For at least these reasons, Examiner maintains that the prior art of record full teaches the claims.
Claim Rejections - 35 USC § 112
The following is a quotation of 35 U.S.C. 112(b):
(b)  CONCLUSION.—The specification shall conclude with one or more claims particularly pointing out and distinctly claiming the subject matter which the inventor or a joint inventor regards as the invention.


The following is a quotation of 35 U.S.C. 112 (pre-AIA ), second paragraph:
The specification shall conclude with one or more claims particularly pointing out and distinctly claiming the subject matter which the applicant regards as his invention.


Claim 1-9, and 11-19 are rejected under 35 U.S.C. 112(b) or 35 U.S.C. 112 (pre-AIA ), second paragraph, as being indefinite for failing to particularly point out and distinctly claim the subject matter which the inventor or a joint inventor (or for applications subject to pre-AIA  35 U.S.C. 112, the applicant), regards as the invention.

*Things to do*:
1. According to the office action excerpt, on what ground are claims 1-9 and 11-19 rejected?
2. List every party that the office action excerpt names as one who may regard the subject matter as the invention.
3. Pick up the office action excerpt after its last sentence and write the next passage of the rejection.

*Record list*:
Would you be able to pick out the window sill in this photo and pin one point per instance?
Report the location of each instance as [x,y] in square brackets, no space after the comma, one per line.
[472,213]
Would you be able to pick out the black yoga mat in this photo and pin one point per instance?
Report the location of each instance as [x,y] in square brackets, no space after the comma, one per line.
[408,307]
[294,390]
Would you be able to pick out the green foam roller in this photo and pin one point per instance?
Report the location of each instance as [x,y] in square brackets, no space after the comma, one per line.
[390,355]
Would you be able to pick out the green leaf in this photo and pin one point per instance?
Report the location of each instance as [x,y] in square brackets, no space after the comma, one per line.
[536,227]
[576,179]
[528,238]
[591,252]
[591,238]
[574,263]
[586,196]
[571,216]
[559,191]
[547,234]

* * *

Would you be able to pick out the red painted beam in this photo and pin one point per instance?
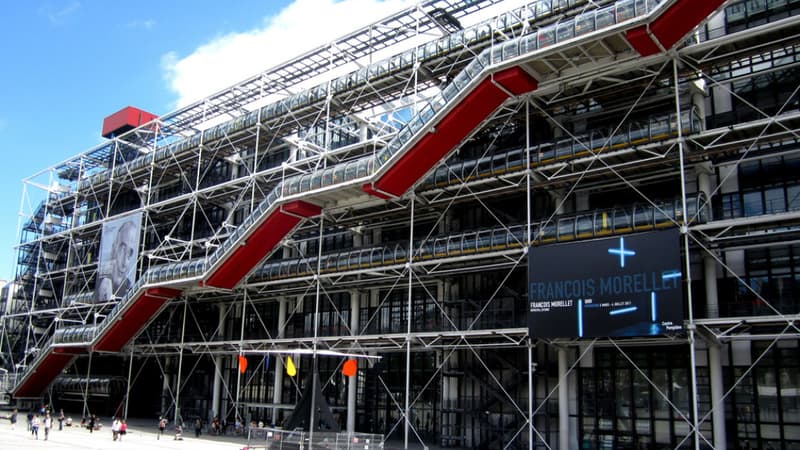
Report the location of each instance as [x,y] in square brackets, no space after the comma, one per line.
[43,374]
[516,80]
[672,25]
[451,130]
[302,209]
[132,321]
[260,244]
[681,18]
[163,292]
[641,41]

...

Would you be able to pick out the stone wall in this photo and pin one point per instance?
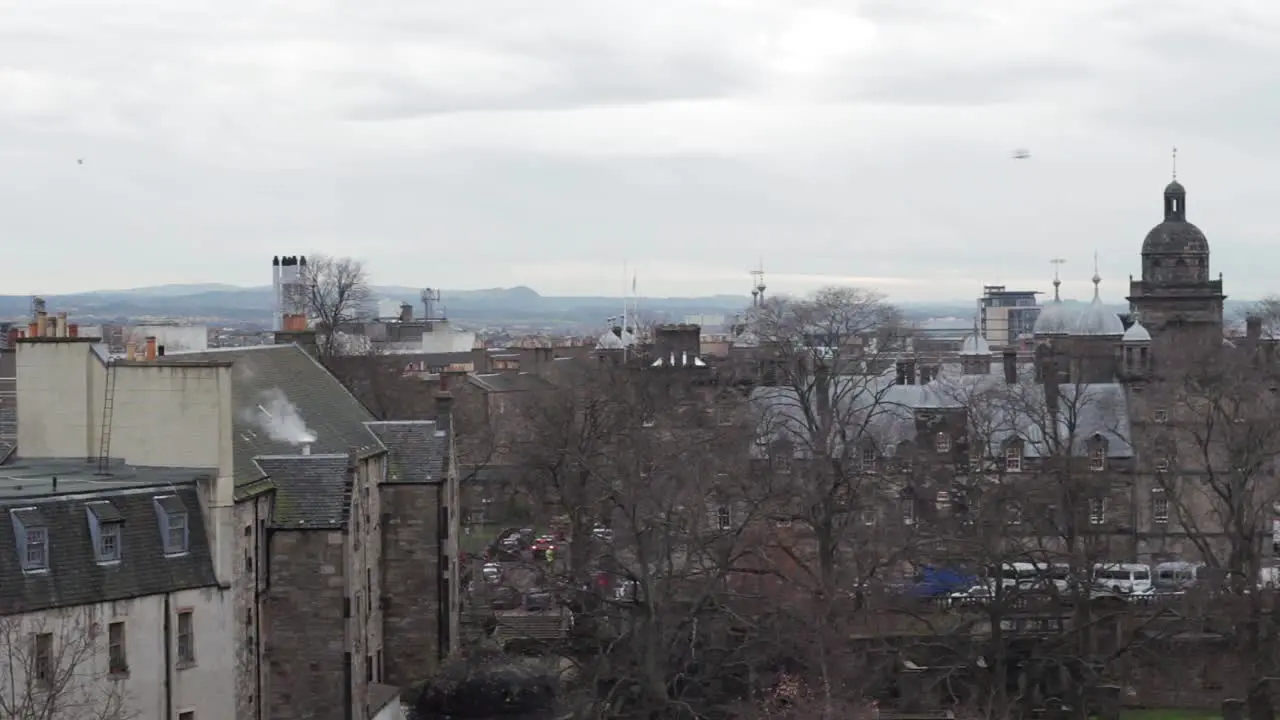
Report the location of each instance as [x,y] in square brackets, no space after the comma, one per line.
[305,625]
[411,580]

*Final answers*:
1. They are rejected as being indefinite.

2. The inventor, a joint inventor, and the applicant.

3.
In claims 1, 9, 11, and 19, it appears, the limitation “plurality of spatial features” should be changed to “plurality of pieces of spatial information”. Clarification is required. Claims 2-10, and 12-20 are also rejected since they are dependent on the unclear claims. 
Claim Rejections - 35 USC § 103
The following is a quotation of 35 U.S.C. 103 which forms the basis for all obviousness rejections set forth in this Office action:
A patent for a claimed invention may not be obtained, notwithstanding that the claimed invention is not identically disclosed as set forth in section 102, if the differences between the claimed invention and the prior art are such that the claimed invention as a whole would have been obvious before the effective filing date of the claimed invention to a person having ordinary skill in the art to which the claimed invention pertains. Patentability shall not be negated by the manner in which the invention was made.

Claims 1-9, and 11-19 are rejected under 35 U.S.C. 103 as being unpatentable over Calapodescu et al.  (US 2017/0300565) in view of Lee et al. (US 2019/0065911).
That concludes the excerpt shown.